#### WHAT YOU WILL DO:
I'd like the line containing "In this picture, where can the frost" and each line that follows, through the last line of the material, set down exactly as they are, and no others.

#### SUPPLIED RECORDS:

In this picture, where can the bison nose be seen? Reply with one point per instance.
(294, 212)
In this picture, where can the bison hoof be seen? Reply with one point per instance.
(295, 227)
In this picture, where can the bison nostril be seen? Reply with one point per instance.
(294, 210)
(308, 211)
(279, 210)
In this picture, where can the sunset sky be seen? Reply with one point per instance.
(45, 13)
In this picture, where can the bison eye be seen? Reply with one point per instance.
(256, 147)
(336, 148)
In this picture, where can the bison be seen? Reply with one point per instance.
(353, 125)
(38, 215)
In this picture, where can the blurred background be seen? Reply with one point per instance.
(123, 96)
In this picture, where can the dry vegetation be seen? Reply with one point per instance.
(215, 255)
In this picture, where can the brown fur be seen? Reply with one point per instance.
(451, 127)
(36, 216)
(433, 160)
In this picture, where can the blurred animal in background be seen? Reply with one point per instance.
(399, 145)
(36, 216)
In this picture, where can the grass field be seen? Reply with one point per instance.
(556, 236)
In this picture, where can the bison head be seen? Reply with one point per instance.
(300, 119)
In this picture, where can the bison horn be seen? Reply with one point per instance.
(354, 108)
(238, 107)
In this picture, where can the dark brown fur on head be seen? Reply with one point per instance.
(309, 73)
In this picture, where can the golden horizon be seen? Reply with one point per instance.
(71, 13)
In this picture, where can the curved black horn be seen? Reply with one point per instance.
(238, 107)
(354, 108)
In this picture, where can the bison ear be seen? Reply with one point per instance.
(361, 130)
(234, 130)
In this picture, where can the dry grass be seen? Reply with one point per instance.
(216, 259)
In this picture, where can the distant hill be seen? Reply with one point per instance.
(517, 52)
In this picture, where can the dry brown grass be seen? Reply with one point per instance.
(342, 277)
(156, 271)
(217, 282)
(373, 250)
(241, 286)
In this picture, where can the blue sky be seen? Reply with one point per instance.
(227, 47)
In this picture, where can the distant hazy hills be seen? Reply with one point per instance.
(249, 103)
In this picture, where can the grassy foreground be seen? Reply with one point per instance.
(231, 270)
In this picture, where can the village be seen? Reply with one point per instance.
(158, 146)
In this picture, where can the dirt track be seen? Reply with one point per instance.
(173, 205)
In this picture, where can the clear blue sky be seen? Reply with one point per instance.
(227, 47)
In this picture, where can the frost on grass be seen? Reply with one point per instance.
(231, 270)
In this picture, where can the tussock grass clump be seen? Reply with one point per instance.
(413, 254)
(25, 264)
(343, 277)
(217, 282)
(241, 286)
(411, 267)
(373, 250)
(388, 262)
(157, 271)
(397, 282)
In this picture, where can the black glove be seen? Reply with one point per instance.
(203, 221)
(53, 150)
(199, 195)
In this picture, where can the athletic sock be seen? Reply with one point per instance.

#### ANSWER BOX:
In this picture, where can the frost on grass be seen? Reply with one point per instance.
(231, 270)
In this picture, where can the tussock grass clump be seen? Reply with one point per instance.
(413, 254)
(25, 264)
(343, 277)
(217, 282)
(241, 286)
(411, 267)
(373, 250)
(388, 262)
(157, 271)
(397, 282)
In this picture, where can the black glove be seen? Reply with one point per instance.
(203, 221)
(53, 150)
(199, 195)
In this picture, where can the athletic sock be seen? Reply with one point per instance.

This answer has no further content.